STATED EXERCISE A >>
Count the lines in the rows that contain the string "evenodd", treating uppercase and lowercase as different, and reply with the number alone.
* Start TEXT PASSAGE *
The District Court examined these photographs and answered the question affirmatively. While any factual determinations made by the District Court are reviewed for clear error, Kosiba v. Merck & Co., 384 F.3d 58, 64 (3d Cir.2004), the question of whether the photographs of B.L. depict lascivious conduct is one of statutory interpretation subject to de novo review. United States v. Knox, 32 F.3d 733, 744, 753 (3d Cir.1994).

The definition of the term "sexually explicit" conduct is set forth in 18 U.S.C. § 2256(2)(B) and includes:

(i) graphic sexual intercourse, including genital-genital, oral-genital, anal-genital, or oral-anal, whether between persons of the same or opposite sex, or lascivious simulated sexual intercourse where the genitals, breast, or pubic area of any person is exhibited;
(ii) graphic or lascivious simulated;
(I) bestiality;
(II) masturbation; or
(III) sadistic or masochistic abuse; or
(iii) graphic or simulated lascivious exhibition of the genitals or pubic area of any person.
* End TEXT PASSAGE *
* Start EXTRACTED INFORMATION *
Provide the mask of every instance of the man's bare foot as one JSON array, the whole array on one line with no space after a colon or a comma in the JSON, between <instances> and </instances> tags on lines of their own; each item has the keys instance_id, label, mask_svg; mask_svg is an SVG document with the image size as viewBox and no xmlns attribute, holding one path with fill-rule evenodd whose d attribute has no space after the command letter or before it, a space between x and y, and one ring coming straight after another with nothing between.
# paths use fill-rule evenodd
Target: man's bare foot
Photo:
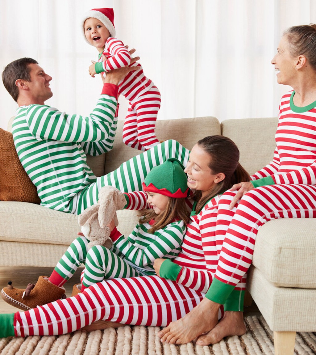
<instances>
[{"instance_id":1,"label":"man's bare foot","mask_svg":"<svg viewBox=\"0 0 316 355\"><path fill-rule=\"evenodd\" d=\"M162 342L184 344L212 329L218 322L221 305L204 298L187 314L158 333Z\"/></svg>"},{"instance_id":2,"label":"man's bare foot","mask_svg":"<svg viewBox=\"0 0 316 355\"><path fill-rule=\"evenodd\" d=\"M243 312L227 311L216 327L210 332L199 337L196 344L201 346L216 344L225 337L243 335L246 330Z\"/></svg>"},{"instance_id":3,"label":"man's bare foot","mask_svg":"<svg viewBox=\"0 0 316 355\"><path fill-rule=\"evenodd\" d=\"M102 330L107 328L118 328L119 327L123 327L125 324L117 323L115 322L109 322L109 321L96 321L92 323L89 326L86 326L82 328L81 330L83 332L89 332L93 331Z\"/></svg>"}]
</instances>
* End EXTRACTED INFORMATION *
STATED EXERCISE B >>
Pick up the court passage on the statutory definition of sexually explicit conduct and continue it from its last line.

RESPONSE A >>
3

RESPONSE B >>
18 U.S.C. § 2256(2)(B)(i)-(iii). The parties agree that the photographs before us potentially implicate only subsection (iii). A determination of whether these photographs depict lascivious conduct as defined by the statute is guided by a number of considerations, including, but not limited to, the six factors identified in United States v. Dost, 636 F.Supp. 828, 832 (S.D.Cal.1986), which we formally adopted in United States v. Villard, 885 F.2d 117, 122 (3d Cir.1989). Under this test, we consider:

1) whether the focal point of the visual depiction is on the child's genitalia or pubic area;
2) whether the setting of the visual depiction is sexually suggestive, i.e., in a place or pose generally associated with sexual activity;
3) whether the child is depicted in an unnatural pose, or in inappropriate attire, considering the age of the child;
4) whether the child is fully or partially clothed, or nude;
5) whether the visual depiction suggests sexual coyness or a willingness to engage in sexual activity;
6) whether the visual depiction is intended or designed to elicit a sexual response in the viewer.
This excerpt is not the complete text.